-------- Supplied text --------
News Flash > Asthma & Allergies

 

Antibiotic for Asthma Sufferers

Reported May 25, 2011


(Ivanhoe Newswire) -- People with severe asthma are more likely to have antibodies against the disease-causing bacteria Chlamydia pneumoniae than the general population and in some cases antibiotic treatment can greatly improve symptoms.

"We conclude that a subset of severe asthmatics harbor infectious C. pneumoniae in their lungs, resulting in antibody production and increased asthma severity," Eduard Drizik of the University of Massachusetts, Amherst, was quoted as saying.

Asthma is a chronic respiratory disease, whose causes are not completely understood, affecting over 300 million people worldwide, including almost 24 million American children and adults. There is no cure for asthma and the disease is managed by controlling disease symptoms. The recognition that asthma pathogenesis involves chronic inflammation has led to a flurry of studies exploring the prevalence of various infectious organisms in the asthmatic condition.

Having previously demonstrated an increased prevalence of C. pneumoniae in the lungs of children and adults with asthma, the researchers conducted a study designed to determine if the presence of Chlamydia-specific antibodies could predict asthma severity and if these antibody-positive patients would benefit from treatment with antibiotics.
--------
- Exercise set -
1. How many people worldwide does the asthma news item say have asthma?
2. Write the next part of the asthma and antibiotics news item, picking up after its last sentence.
The lines that come next are from a different source than the asthma news item.
-------- Dataset extract --------
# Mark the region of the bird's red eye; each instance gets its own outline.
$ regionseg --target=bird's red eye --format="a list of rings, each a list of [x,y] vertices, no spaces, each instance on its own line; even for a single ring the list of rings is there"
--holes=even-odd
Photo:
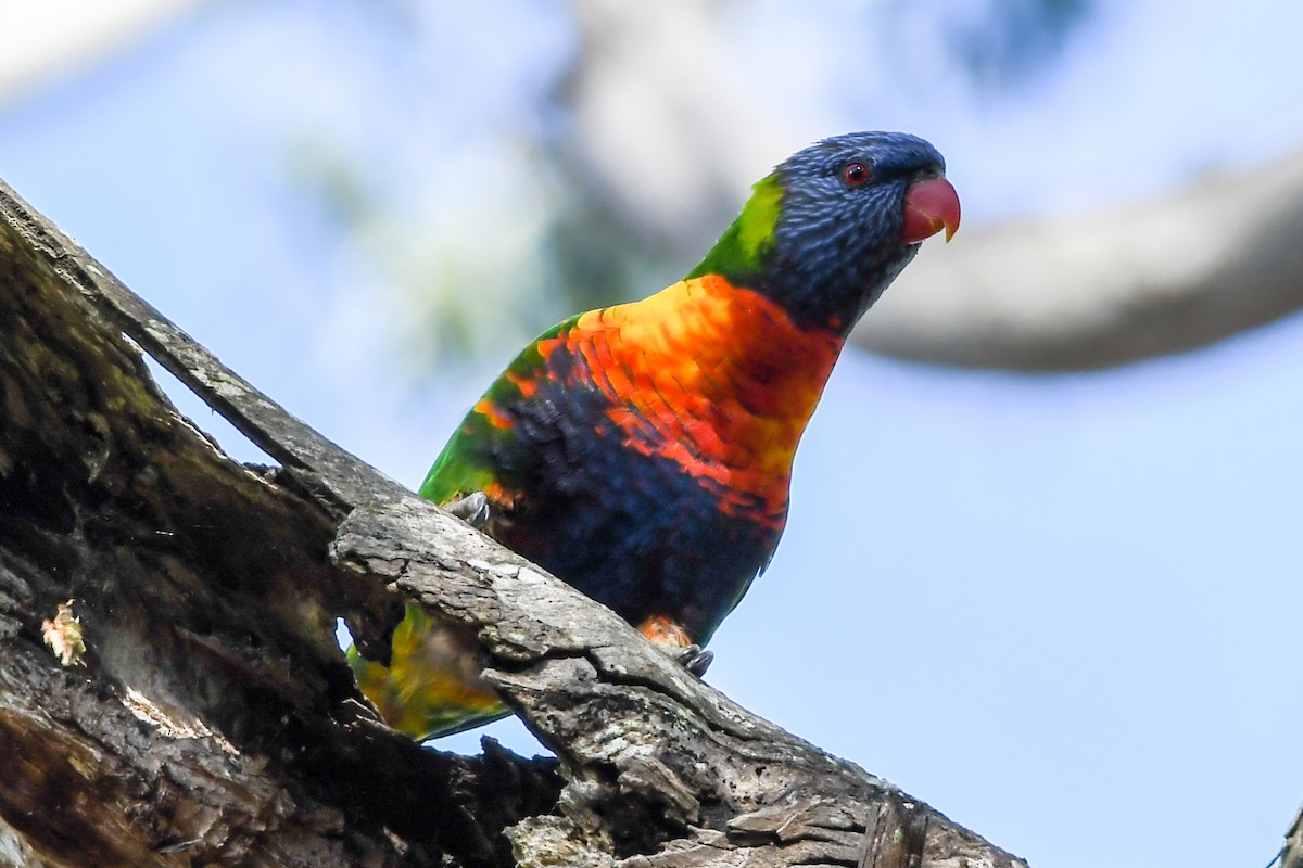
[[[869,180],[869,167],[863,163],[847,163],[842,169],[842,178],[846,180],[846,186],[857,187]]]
--------
-------- Dataset extract --------
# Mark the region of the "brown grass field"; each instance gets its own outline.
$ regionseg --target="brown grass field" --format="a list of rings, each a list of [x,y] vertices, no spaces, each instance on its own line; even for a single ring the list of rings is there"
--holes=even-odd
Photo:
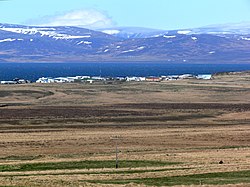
--------
- Answers for each item -
1. Over 300 million people.

2.
"The data revealed a statistically significant link between Chlamydia-specific IgE antibody production and the severity of asthma," says Drizik. "Of the asthma patients analyzed, 55% had Chlamydia-specific IgE antibodies in their lungs compared to 12% of blood donor controls."

In addition, patients who were treated on the basis of asthma severity with antibiotics had significant improvements in asthma symptoms and some even experienced a complete abolition of these symptoms.

"Physicians should therefore fully explore the involvement of microbes in difficult to treat asthma cases, since there might be a cure for some types of asthma after all," said Drizik.